## Point annotation dataset rows:
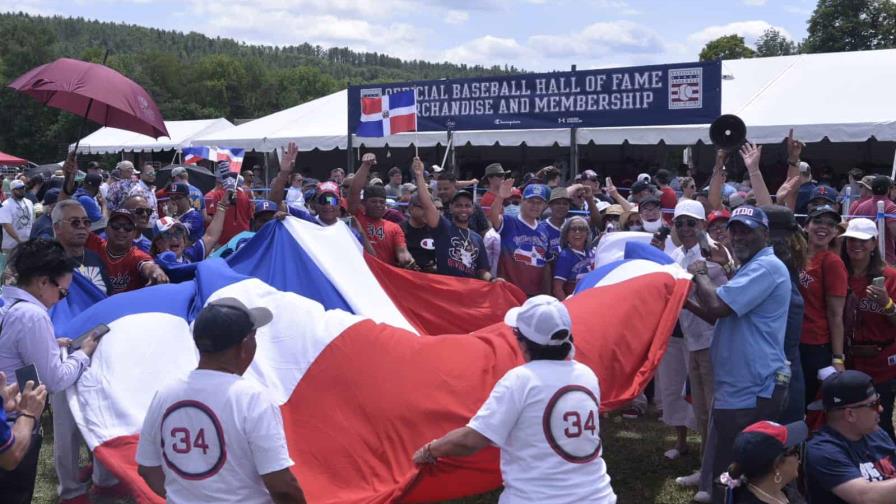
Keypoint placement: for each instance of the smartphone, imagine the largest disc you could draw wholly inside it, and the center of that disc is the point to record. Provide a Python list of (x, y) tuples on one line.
[(26, 374), (703, 240), (100, 330)]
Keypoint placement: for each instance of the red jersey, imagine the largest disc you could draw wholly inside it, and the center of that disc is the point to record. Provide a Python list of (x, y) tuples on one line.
[(824, 276), (384, 236), (874, 328), (124, 272), (238, 215)]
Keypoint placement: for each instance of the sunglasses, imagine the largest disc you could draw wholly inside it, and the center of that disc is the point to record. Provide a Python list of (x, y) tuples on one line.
[(680, 223), (63, 292), (328, 200), (77, 223), (118, 226)]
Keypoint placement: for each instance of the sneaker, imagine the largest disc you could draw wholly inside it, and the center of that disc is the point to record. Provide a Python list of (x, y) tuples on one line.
[(81, 499), (690, 480), (632, 413)]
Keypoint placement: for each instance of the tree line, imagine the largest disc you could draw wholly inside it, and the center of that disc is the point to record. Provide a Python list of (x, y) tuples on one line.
[(835, 26)]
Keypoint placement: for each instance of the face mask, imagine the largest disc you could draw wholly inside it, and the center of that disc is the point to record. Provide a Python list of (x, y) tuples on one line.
[(652, 227)]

## EXERCISE REQUIREMENTS:
Turn the rows from the line with "Keypoint placement: for each instance of the red" to the line with "[(824, 276), (384, 236), (874, 328), (124, 272), (238, 215)]", both included, into a numbered list, leaving out any blank lines.

## CORRECT RESULT:
1. Keypoint placement: for each instance of the red jersey, imagine the largest disc you could draw wholly inside it, and the center of that disc is the point to record. Provide a Python list of (x, y) tuples on one line.
2. [(824, 276), (384, 236), (874, 328), (124, 272), (238, 215)]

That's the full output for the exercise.